> Request
Output every line of the entries below as a JSON list of strings, one string per line, with blank lines omitted.

:: Dataset

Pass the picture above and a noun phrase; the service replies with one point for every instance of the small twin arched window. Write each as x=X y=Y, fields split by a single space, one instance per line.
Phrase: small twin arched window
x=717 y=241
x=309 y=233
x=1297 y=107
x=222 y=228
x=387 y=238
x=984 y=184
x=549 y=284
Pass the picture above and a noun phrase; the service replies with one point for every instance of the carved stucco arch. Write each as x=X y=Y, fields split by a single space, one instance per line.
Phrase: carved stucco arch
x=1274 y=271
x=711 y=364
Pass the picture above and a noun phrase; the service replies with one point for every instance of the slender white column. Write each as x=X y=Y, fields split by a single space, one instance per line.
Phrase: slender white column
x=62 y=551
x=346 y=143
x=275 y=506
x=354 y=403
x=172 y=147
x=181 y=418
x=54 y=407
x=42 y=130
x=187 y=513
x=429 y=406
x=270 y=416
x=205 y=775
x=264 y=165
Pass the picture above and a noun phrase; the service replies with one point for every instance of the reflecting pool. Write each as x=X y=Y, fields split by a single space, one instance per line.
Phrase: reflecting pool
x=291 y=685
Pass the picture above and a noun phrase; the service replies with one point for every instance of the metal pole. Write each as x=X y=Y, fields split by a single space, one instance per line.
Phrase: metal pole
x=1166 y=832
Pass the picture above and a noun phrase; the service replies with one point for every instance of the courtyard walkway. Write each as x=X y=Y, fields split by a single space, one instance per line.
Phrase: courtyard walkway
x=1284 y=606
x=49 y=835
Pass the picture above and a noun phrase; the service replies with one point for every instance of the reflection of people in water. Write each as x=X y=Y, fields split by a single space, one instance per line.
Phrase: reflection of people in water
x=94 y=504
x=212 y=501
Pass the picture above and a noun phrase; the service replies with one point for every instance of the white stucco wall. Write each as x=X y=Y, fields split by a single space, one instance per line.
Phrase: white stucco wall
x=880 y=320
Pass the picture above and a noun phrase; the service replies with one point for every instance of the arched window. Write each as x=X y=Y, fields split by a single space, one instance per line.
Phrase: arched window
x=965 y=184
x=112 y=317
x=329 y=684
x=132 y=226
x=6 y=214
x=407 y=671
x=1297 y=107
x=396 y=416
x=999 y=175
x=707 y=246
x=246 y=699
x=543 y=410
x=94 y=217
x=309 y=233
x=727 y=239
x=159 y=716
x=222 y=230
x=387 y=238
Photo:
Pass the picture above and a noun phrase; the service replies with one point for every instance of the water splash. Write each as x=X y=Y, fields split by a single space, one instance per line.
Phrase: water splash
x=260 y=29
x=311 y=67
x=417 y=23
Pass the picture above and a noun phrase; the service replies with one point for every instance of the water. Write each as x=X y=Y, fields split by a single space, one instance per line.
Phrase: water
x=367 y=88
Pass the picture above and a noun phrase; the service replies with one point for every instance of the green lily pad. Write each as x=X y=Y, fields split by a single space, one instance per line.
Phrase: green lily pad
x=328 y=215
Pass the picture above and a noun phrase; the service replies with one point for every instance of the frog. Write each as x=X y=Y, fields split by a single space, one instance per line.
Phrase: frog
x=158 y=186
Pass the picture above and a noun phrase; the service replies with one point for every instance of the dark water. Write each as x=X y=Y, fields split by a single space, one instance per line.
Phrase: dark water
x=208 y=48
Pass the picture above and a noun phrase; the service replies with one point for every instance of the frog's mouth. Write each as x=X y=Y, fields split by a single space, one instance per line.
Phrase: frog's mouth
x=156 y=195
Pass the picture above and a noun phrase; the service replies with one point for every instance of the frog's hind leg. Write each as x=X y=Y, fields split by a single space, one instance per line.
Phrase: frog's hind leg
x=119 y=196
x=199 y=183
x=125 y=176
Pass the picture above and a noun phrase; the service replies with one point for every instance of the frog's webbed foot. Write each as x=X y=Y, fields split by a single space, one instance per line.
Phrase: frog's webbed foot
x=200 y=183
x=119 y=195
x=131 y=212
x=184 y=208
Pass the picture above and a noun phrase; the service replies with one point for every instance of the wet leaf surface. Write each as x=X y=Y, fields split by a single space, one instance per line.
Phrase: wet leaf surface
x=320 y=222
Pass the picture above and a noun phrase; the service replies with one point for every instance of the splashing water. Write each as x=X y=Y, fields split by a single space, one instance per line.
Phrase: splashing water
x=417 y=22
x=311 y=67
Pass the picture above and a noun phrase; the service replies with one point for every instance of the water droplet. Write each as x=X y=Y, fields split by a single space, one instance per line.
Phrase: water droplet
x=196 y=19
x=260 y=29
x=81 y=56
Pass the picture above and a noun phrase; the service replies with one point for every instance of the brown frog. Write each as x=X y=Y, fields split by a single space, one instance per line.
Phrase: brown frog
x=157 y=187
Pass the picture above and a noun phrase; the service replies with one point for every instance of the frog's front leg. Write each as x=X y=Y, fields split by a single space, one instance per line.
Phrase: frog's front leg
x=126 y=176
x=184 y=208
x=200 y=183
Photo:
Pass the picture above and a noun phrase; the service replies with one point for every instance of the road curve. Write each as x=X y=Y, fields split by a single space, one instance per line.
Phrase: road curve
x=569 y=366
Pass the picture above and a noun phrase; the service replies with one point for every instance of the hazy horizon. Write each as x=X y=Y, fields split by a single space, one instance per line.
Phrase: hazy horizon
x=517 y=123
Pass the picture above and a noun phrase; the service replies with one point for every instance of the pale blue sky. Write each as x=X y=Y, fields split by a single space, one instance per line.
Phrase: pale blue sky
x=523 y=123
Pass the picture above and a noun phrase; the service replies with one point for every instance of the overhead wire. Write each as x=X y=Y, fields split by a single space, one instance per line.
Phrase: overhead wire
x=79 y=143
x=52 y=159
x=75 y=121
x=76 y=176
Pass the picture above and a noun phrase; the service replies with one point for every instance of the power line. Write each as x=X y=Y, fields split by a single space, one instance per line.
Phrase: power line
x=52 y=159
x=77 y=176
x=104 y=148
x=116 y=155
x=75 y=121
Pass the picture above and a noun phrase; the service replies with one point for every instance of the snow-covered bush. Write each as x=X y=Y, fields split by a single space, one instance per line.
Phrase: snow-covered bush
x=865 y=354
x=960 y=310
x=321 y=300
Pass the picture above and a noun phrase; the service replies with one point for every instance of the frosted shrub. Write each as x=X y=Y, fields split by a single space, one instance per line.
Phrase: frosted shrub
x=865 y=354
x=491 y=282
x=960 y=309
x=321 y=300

::::

> Finished task
[
  "Pass the picture above and a noun phrase; the service replies with one point for every instance of the small twin arched window. Write each as x=X y=Y, fields split by a single space, one instance per line.",
  "Phrase: small twin arched window",
  "x=717 y=241",
  "x=309 y=233",
  "x=1297 y=107",
  "x=222 y=228",
  "x=387 y=238",
  "x=984 y=184",
  "x=549 y=284",
  "Pass the picture above and a noun phrase; the service replies with one point for every instance of the carved stucco arch. Write each as x=X y=Y, fields split by a single space, one instance per line.",
  "Phrase: carved stucco arch",
  "x=1274 y=271",
  "x=711 y=364",
  "Pass the picture above and a noun phrase; the service replies with one point for every instance of the slender white column. Write each as x=X y=Y, fields split by a single space, one instance per line.",
  "Phrase: slender white column",
  "x=62 y=551",
  "x=346 y=143",
  "x=275 y=506",
  "x=354 y=403",
  "x=172 y=147",
  "x=181 y=418",
  "x=54 y=407",
  "x=42 y=130",
  "x=187 y=513",
  "x=429 y=406",
  "x=270 y=416",
  "x=205 y=775",
  "x=264 y=165",
  "Pass the picture above and a noun phrase; the service replies with one point for every instance of the reflecting pool. Write each as x=X y=Y, fields split by a single space, one instance per line.",
  "Phrase: reflecting pool",
  "x=291 y=685",
  "Pass the picture above and a noun phrase; the service replies with one point for every instance of the metal pole. Write each as x=X y=Y, fields split by a single space, one instance per line.",
  "Phrase: metal pole",
  "x=1166 y=832",
  "Pass the picture above and a noun phrase; the service replies with one point for every instance of the courtyard walkway. Write each as x=X y=Y, fields split by a single space, one instance per line.",
  "Phrase: courtyard walkway",
  "x=1284 y=606",
  "x=49 y=835",
  "Pass the picture above and a noun phrase; the service replies with one point for every instance of the reflection of people in water. Write each as x=X y=Y, fields split by a single space, one instance per line.",
  "Phrase: reflection of people in water",
  "x=94 y=504",
  "x=212 y=501",
  "Pass the picture above and a noun phrase; the service replies with one point for every instance of the white stucco wall. Write each as x=X y=Y, fields split by a single space, one instance per line.",
  "Phrase: white stucco wall",
  "x=880 y=320",
  "Pass the picture above and a noun phrase; the service replies with one point for every instance of the arched window. Write each as x=X y=Y, fields split by a single space, one instance per line.",
  "Phrase: arched window",
  "x=965 y=184",
  "x=112 y=317",
  "x=329 y=684",
  "x=132 y=226",
  "x=6 y=214",
  "x=407 y=671",
  "x=1297 y=107",
  "x=396 y=416",
  "x=999 y=175",
  "x=707 y=246",
  "x=246 y=699",
  "x=543 y=410",
  "x=94 y=217",
  "x=309 y=233",
  "x=727 y=239",
  "x=159 y=716",
  "x=222 y=230",
  "x=387 y=238",
  "Photo:",
  "Pass the picture above and a noun phrase; the service replies with one point for every instance of the water splash. Write each as x=X y=Y, fields split by a single space, one instance per line.",
  "Phrase: water splash",
  "x=260 y=29",
  "x=311 y=67",
  "x=417 y=23",
  "Pass the picture above and a noun phrase; the service replies with one point for every instance of the water. Write each as x=X y=Y, fields split by a single space, one instance per line.",
  "Phrase: water",
  "x=367 y=88",
  "Pass the picture above and a noun phrase; the service replies with one point for every instance of the green lily pad. Write each as x=X y=Y, fields split by a single space, one instance per line.",
  "Phrase: green lily pad",
  "x=328 y=215",
  "Pass the picture above and a noun phrase; the service replies with one point for every instance of the frog. Write each as x=X y=Y, fields split by a single space, one instance per line.",
  "Phrase: frog",
  "x=158 y=186",
  "Pass the picture above and a noun phrase; the service replies with one point for every instance of the dark water. Write each as x=X y=Y, fields split by a single space, one instance per line.",
  "Phrase: dark water",
  "x=208 y=48",
  "Pass the picture above and a noun phrase; the service replies with one point for every instance of the frog's mouth. Write each as x=X y=Y, fields split by a single space, one instance per line.",
  "Phrase: frog's mouth",
  "x=156 y=195",
  "Pass the picture above and a noun phrase; the service replies with one point for every instance of the frog's hind leg. Write each as x=X y=Y, fields split by a single space, one instance per line.",
  "Phrase: frog's hind leg",
  "x=119 y=196",
  "x=199 y=183",
  "x=125 y=176",
  "Pass the picture above and a noun phrase; the service replies with one point for every instance of the frog's webbed foot. Write each as x=X y=Y, fields split by a single space, one instance per line.",
  "Phrase: frog's webbed foot",
  "x=200 y=183",
  "x=119 y=195",
  "x=131 y=212",
  "x=184 y=208",
  "Pass the picture above and a noun phrase; the service replies with one point for every instance of the wet leaf surface. Write each as x=X y=Y, fields split by a single space, one instance per line.",
  "Phrase: wet leaf surface",
  "x=320 y=222",
  "Pass the picture above and a noun phrase; the service replies with one point for every instance of the splashing water. Write each as x=X y=Y, fields split by a single space, one instance per line.",
  "Phrase: splashing water",
  "x=417 y=22",
  "x=311 y=67",
  "Pass the picture above and a noun phrase; the service replies with one point for every instance of the water droplet. Write each as x=X y=Y, fields split by a single space, one instance per line.",
  "Phrase: water droplet",
  "x=196 y=19",
  "x=260 y=29",
  "x=81 y=56",
  "Pass the picture above and a noun phrase; the service replies with one point for every instance of the brown frog. Write each as x=X y=Y, fields split by a single space, one instance per line.",
  "Phrase: brown frog",
  "x=157 y=187",
  "Pass the picture above and a noun phrase; the service replies with one point for every instance of the frog's front leg. Write each as x=X y=Y, fields split by a single space, one instance per line.",
  "Phrase: frog's front leg",
  "x=126 y=176",
  "x=184 y=208",
  "x=200 y=183",
  "Photo:",
  "Pass the picture above and a noun phrase; the service replies with one point for every instance of the road curve. Write each as x=X y=Y, fields split by a single space, one instance per line.",
  "Phrase: road curve",
  "x=569 y=366",
  "Pass the picture above and a noun phrase; the service replies with one point for every instance of the hazy horizon. Write each as x=X y=Y, fields split by a single space, one instance per line.",
  "Phrase: hazy horizon",
  "x=517 y=123",
  "Pass the picture above and a noun phrase; the service replies with one point for every instance of the pale blue sky. Write each as x=X y=Y, fields split by a single space, one instance per line.",
  "Phrase: pale blue sky",
  "x=523 y=123",
  "Pass the picture above and a noun phrase; the service replies with one point for every instance of the overhead wire. Write each as x=X y=Y, fields split by a single space, one instance per line.",
  "Phrase: overhead wire",
  "x=79 y=143",
  "x=52 y=159",
  "x=75 y=121",
  "x=76 y=176",
  "Pass the picture above and a noun phrase; the service replies with one point for every instance of the power line. Write each as x=X y=Y, fields split by a single space, one instance per line.",
  "Phrase: power line",
  "x=52 y=159",
  "x=77 y=176",
  "x=104 y=148",
  "x=116 y=155",
  "x=75 y=121",
  "Pass the picture above and a noun phrase; the service replies with one point for every instance of the snow-covered bush. Write each as x=X y=Y, fields split by a single space, one instance per line.",
  "Phrase: snow-covered bush",
  "x=865 y=354",
  "x=960 y=310",
  "x=321 y=300",
  "Pass the picture above and a noun phrase; the service replies with one point for every instance of the frosted shrub. Write each as x=X y=Y, fields split by a single space, one instance per line.",
  "Phrase: frosted shrub",
  "x=865 y=354",
  "x=491 y=282",
  "x=960 y=309",
  "x=321 y=300"
]